Task prompt: What comes back must be the data itself, retyped exactly.

Saved data entries:
━━━━━━━━━━━━━━━━
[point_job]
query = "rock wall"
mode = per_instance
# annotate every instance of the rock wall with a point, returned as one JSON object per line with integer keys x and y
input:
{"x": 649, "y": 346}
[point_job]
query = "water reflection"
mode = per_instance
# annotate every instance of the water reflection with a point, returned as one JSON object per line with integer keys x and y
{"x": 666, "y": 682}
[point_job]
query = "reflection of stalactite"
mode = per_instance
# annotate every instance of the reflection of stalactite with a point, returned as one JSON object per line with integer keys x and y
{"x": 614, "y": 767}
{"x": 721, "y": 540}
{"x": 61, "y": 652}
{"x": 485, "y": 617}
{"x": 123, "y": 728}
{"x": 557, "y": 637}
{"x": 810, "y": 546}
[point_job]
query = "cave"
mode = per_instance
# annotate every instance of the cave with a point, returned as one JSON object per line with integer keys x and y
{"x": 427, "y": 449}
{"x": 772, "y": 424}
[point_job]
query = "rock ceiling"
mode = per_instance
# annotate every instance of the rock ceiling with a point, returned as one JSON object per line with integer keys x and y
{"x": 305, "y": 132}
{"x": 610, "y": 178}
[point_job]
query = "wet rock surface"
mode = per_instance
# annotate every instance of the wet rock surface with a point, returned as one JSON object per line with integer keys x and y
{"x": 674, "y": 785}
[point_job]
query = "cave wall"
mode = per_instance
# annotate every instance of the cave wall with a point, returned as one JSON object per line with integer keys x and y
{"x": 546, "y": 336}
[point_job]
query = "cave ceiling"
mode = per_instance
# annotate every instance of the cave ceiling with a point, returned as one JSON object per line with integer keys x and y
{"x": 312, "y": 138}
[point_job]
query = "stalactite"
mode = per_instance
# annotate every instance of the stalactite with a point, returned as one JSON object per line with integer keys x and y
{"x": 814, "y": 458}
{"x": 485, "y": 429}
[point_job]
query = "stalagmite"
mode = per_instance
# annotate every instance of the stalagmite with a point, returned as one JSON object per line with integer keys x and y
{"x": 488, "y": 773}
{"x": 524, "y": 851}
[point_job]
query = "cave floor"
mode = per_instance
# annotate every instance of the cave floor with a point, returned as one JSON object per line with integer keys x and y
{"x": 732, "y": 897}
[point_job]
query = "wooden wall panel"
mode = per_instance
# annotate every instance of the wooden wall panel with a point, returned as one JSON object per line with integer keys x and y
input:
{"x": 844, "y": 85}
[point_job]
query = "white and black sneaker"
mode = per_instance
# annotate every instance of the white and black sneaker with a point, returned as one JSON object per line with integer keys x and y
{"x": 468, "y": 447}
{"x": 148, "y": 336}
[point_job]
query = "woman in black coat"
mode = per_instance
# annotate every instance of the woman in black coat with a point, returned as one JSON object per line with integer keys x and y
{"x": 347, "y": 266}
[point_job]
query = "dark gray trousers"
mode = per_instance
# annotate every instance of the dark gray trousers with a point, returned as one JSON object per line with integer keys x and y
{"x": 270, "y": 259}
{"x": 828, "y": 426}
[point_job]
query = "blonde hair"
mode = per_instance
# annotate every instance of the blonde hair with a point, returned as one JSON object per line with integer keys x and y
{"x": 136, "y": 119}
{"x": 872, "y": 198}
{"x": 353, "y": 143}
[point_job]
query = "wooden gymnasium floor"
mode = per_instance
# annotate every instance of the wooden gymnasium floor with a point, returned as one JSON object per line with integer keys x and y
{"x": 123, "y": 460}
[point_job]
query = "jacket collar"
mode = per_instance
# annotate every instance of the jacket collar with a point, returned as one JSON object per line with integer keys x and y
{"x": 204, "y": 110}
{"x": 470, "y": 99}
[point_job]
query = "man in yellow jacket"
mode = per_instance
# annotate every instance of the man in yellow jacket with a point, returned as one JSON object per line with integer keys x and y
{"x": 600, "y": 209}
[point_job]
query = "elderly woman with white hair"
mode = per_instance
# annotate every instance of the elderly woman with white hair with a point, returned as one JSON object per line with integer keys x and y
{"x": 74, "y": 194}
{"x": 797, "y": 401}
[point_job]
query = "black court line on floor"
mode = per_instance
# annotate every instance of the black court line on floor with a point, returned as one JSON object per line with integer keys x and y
━━━━━━━━━━━━━━━━
Solution:
[point_job]
query = "rock wall"
mode = per_instance
# annotate every instance of the rock wall with a point, returned as one JSON object per line with integer keys x and y
input:
{"x": 649, "y": 346}
[point_job]
query = "water reflection"
mode = per_instance
# annotate every instance of the water reflection with a point, returned as one JSON object per line with integer keys x and y
{"x": 666, "y": 682}
[point_job]
query = "reflection of stalactite"
mode = per_instance
# annotate every instance of the reflection of stalactite with a point, returned as one JSON object per line with integer keys x and y
{"x": 614, "y": 767}
{"x": 721, "y": 540}
{"x": 61, "y": 652}
{"x": 485, "y": 617}
{"x": 123, "y": 728}
{"x": 557, "y": 637}
{"x": 810, "y": 546}
[point_job]
query = "cave"
mode = per_instance
# annotate every instance of the cave with a point, returned as one JSON object per line with integer keys x and y
{"x": 427, "y": 449}
{"x": 772, "y": 424}
[point_job]
query = "rock ceiling"
mode = per_instance
# annotate every instance of the rock ceiling with a point, returned as one JSON object per line with integer keys x and y
{"x": 305, "y": 132}
{"x": 610, "y": 178}
[point_job]
query = "wet rock surface"
mode = per_instance
# annotate every instance of the wet rock surface with a point, returned as one JSON object per line with integer keys x and y
{"x": 674, "y": 785}
[point_job]
query = "cave wall"
mode = per_instance
# annotate every instance of the cave wall with a point, returned as one JSON object per line with integer keys x and y
{"x": 546, "y": 336}
[point_job]
query = "cave ceiling"
mode = per_instance
# annotate every instance of the cave ceiling with a point, returned as one JSON object per line with integer keys x and y
{"x": 312, "y": 138}
[point_job]
query = "stalactite"
mode = per_instance
# annotate every instance of the stalactite with a point, returned as one JSON object per line with integer keys x and y
{"x": 814, "y": 458}
{"x": 485, "y": 429}
[point_job]
query = "stalagmite"
mode = per_instance
# annotate every instance of the stalagmite with a point, returned as one JSON object per line with integer keys x and y
{"x": 488, "y": 773}
{"x": 524, "y": 851}
[point_job]
query = "cave floor"
mode = per_instance
# annotate every instance of the cave floor with a point, returned as one JSON object per line with integer keys x and y
{"x": 732, "y": 897}
[point_job]
query = "wooden wall panel"
mode = per_instance
# annotate every instance of the wooden wall panel with a point, returned as one JSON object per line with integer keys x and y
input:
{"x": 844, "y": 85}
[point_job]
query = "white and black sneaker"
mode = per_instance
# annotate every instance of the white and black sneaker with a point, returned as one JSON object per line with integer keys x and y
{"x": 468, "y": 447}
{"x": 148, "y": 336}
[point_job]
query = "woman in black coat"
mode = per_instance
# annotate every instance of the woman in black coat with a point, returned as one JSON object per line with integer keys x and y
{"x": 347, "y": 266}
[point_job]
query = "dark gray trousers"
mode = per_instance
# annotate every instance of the dark gray trousers with a point, returned as one JSON object per line with integer keys x and y
{"x": 270, "y": 259}
{"x": 828, "y": 426}
[point_job]
query = "blonde hair"
mode = per_instance
# annotate every instance of the blonde hair with a point, returned as one JSON object per line with integer keys x and y
{"x": 136, "y": 119}
{"x": 872, "y": 198}
{"x": 353, "y": 143}
[point_job]
query = "wooden gymnasium floor"
mode = per_instance
# annotate every instance of the wooden gymnasium floor with a point, returned as one JSON object per line with integer keys x and y
{"x": 123, "y": 460}
[point_job]
query = "jacket collar"
mode = per_instance
# annotate every instance of the jacket collar with a point, returned as one JSON object per line with integer keys x and y
{"x": 204, "y": 110}
{"x": 470, "y": 99}
[point_job]
query = "man in yellow jacket"
mode = per_instance
# annotate every instance of the man in yellow jacket with a point, returned as one JSON object per line with integer keys x and y
{"x": 600, "y": 209}
[point_job]
query = "elderly woman with white hair"
mode = per_instance
# annotate every instance of the elderly woman with white hair with a point, returned as one JSON object per line with integer keys x and y
{"x": 74, "y": 194}
{"x": 797, "y": 401}
[point_job]
query = "black court line on floor"
mode = per_instance
# annotate every instance of the black court line on floor with a point, returned as one JSON object per line with integer keys x and y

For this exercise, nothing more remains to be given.